Passage shown →
1. 3

    This is really exciting. Do you have a list of the projects using nom in practice? You might want to submit to http://langsec.org/ if they have a CfP in 2016.

    1. 4

      well, I already presented it at Langsec 2015. For Langsec 2016, I would have to show something new. Maybe I have, maybe not ;)

      To find users, I take a look at a Github search. I also know it is used at some companies like Dropbox.

      1. 1

        awesome… I forget how I missed that. Here’s a link to your vid: https://www.youtube.com/watch?v=b7M8Uj7k_0Y

    1. 1

      I think its great to see “combinator style” parsers; after writing my first parser using Parsec I feel bad when writing quick-and-dirty parsers in C++/Java.

      However, and this may be pedantic, but I feel the claim “safe by default” is a bit strong. Seems the authors wants to say that it is memory safe (no use after free/out of bounds access) but in the absence of a safety specification for what the parser should do and a way to show the parser meets that specification I don’t think you could call it safe. Additionally, the fact that the library was fuzzed to “verify” it is safe seems to hint that it does not have a proof of the absence of such errors: such a proof is what I would call safe.

      Again, this is probably just me having my own definitions of what “safe” and “verify” mean.

      1. 7

        Again, this is probably just me having my own definitions of what “safe” and “verify” mean.

        In the context of Rust, ‘unsafe’ means ‘memory safety’.

        in the absence of a safety specification for what the parser should do and a way to show the parser meets that specification I don’t think you could call it safe

        Well, Rust as a language guarantees memory safety as long as you don’t use unsafe, and then it’s up to you to use it correctly. nom currently uses unsafe four times, two to perform an unsafe cast, and two to copy some pointers. As long as these four uses are correct, then if nom isn’t memory safe, it’s a bug in Rust.

        1. 2

          I know, absence of proof is not proof of absence. But outside of actual proof of correctness for the generated machine code (which exists in some specific cases, not applicable here yet), correct combinators able to withstand tools like AFL are a pretty good deal.

        1. 9

          Under “Why is Nom faster?”

          It uses the slice heavily, a Rust data structure containing a pointer and a length

          This is how ByteString works in Haskell, so I don’t think it’s a cogent explanation of why Nom is faster if your attoparsec parser is using ByteString.

Requirement 1 →
Select every line of the listing that contains the word "bench".
The listing comes from a different source than the thread about nom.

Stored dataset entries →
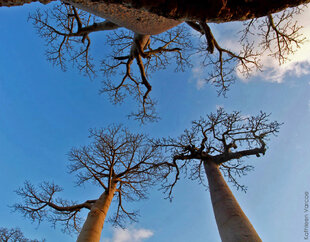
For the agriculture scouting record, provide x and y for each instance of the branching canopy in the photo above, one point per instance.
(65, 28)
(221, 138)
(115, 156)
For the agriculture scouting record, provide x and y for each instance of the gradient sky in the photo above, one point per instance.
(44, 112)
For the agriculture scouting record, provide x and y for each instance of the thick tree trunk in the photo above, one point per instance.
(232, 223)
(93, 225)
(188, 10)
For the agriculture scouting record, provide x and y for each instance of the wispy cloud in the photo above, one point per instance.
(130, 235)
(298, 64)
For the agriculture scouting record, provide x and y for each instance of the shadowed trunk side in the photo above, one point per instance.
(93, 225)
(232, 223)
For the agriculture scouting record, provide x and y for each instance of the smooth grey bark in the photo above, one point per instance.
(232, 223)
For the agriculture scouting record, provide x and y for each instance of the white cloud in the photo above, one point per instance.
(297, 65)
(130, 235)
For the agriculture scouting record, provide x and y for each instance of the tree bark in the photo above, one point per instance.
(232, 223)
(93, 225)
(190, 10)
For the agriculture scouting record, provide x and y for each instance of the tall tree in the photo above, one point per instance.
(215, 145)
(121, 163)
(65, 28)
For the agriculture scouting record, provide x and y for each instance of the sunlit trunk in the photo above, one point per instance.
(176, 11)
(93, 225)
(232, 223)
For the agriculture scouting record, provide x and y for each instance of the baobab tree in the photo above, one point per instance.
(121, 163)
(153, 43)
(14, 235)
(213, 147)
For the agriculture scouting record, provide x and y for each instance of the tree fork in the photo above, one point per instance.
(185, 10)
(232, 223)
(93, 225)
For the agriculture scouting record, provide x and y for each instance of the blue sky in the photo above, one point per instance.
(44, 112)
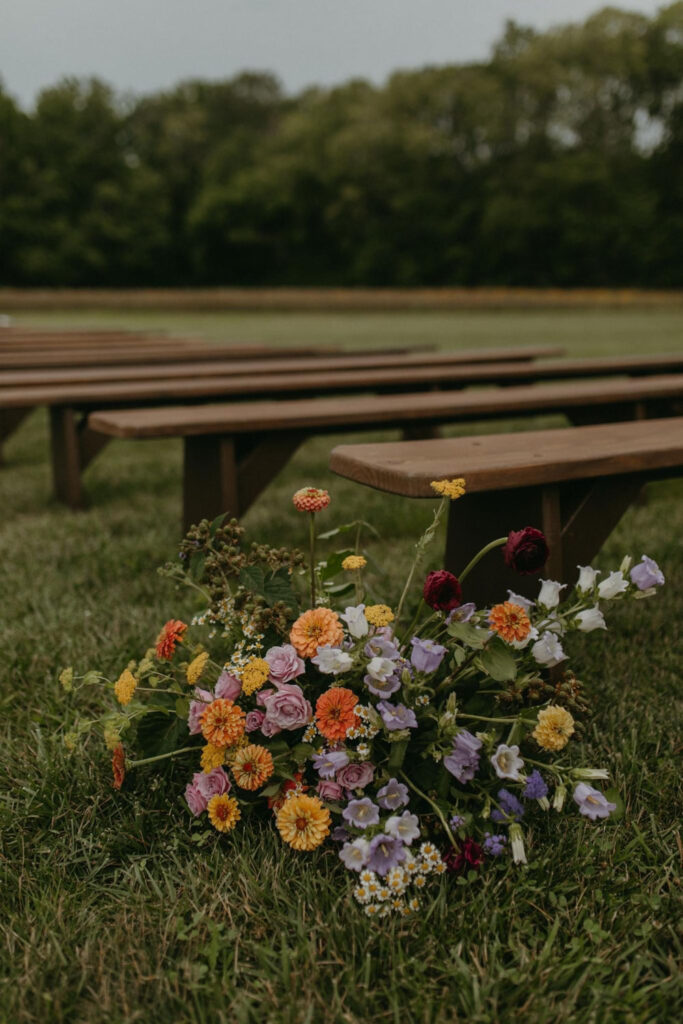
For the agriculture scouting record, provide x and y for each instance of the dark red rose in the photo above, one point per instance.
(526, 551)
(470, 856)
(442, 591)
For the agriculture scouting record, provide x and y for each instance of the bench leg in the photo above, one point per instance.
(9, 421)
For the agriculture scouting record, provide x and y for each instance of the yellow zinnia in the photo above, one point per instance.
(196, 668)
(125, 687)
(379, 614)
(554, 727)
(223, 812)
(450, 488)
(303, 821)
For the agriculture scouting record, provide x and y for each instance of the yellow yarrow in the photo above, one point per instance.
(450, 488)
(212, 757)
(354, 562)
(125, 687)
(554, 727)
(196, 668)
(379, 614)
(223, 812)
(254, 675)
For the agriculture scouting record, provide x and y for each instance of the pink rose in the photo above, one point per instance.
(254, 721)
(228, 687)
(288, 708)
(355, 776)
(285, 664)
(196, 709)
(327, 790)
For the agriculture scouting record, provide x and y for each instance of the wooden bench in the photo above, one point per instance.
(67, 400)
(574, 484)
(231, 452)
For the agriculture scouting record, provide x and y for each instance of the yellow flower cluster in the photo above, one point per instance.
(352, 562)
(554, 727)
(125, 687)
(450, 488)
(379, 614)
(254, 675)
(196, 668)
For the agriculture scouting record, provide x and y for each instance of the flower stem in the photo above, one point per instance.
(438, 810)
(498, 543)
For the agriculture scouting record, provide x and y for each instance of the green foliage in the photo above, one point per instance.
(555, 162)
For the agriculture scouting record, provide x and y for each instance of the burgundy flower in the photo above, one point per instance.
(469, 856)
(442, 591)
(525, 551)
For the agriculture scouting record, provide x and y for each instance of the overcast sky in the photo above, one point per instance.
(142, 45)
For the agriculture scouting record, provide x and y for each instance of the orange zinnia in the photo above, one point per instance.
(335, 713)
(252, 765)
(222, 723)
(118, 766)
(170, 635)
(510, 622)
(317, 628)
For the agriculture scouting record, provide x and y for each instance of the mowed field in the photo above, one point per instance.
(121, 908)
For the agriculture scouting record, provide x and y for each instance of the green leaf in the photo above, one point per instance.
(160, 733)
(498, 660)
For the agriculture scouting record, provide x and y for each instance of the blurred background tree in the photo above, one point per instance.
(556, 162)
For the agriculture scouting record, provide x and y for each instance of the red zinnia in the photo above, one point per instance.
(170, 635)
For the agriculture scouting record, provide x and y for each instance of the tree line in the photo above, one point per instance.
(555, 162)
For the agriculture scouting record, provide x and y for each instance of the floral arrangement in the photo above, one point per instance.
(418, 748)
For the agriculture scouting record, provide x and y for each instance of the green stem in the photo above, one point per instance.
(438, 810)
(161, 757)
(311, 542)
(484, 551)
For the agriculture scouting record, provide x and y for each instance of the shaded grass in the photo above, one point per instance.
(117, 907)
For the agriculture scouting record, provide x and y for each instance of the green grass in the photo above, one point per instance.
(115, 907)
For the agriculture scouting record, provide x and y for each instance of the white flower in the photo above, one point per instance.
(613, 585)
(523, 602)
(354, 854)
(587, 577)
(332, 660)
(507, 762)
(403, 826)
(550, 593)
(548, 650)
(381, 669)
(354, 616)
(591, 619)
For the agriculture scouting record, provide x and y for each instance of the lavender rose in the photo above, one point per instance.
(355, 776)
(288, 708)
(285, 664)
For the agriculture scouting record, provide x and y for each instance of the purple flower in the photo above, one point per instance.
(196, 710)
(361, 813)
(426, 655)
(288, 708)
(385, 853)
(461, 614)
(495, 845)
(285, 664)
(463, 762)
(396, 716)
(328, 763)
(355, 776)
(536, 787)
(227, 686)
(511, 808)
(392, 796)
(254, 721)
(327, 790)
(646, 573)
(592, 803)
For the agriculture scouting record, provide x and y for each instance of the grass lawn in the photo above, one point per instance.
(119, 907)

Requirement 2 →
Answer these from the thread about nom:
(a) At which conference was nom already presented?
(b) How many times does nom currently use unsafe?
(c) Which company is named as using nom?

Final answer 1 →
For the agriculture scouting record, provide x and y for each instance of the bench leg in the photo above, one point per instance.
For the agriculture scouting record, provide x and y for each instance of the wooden bench in the photo above, one point per instance.

Final answer 2 →
(a) Langsec 2015
(b) Four times
(c) Dropbox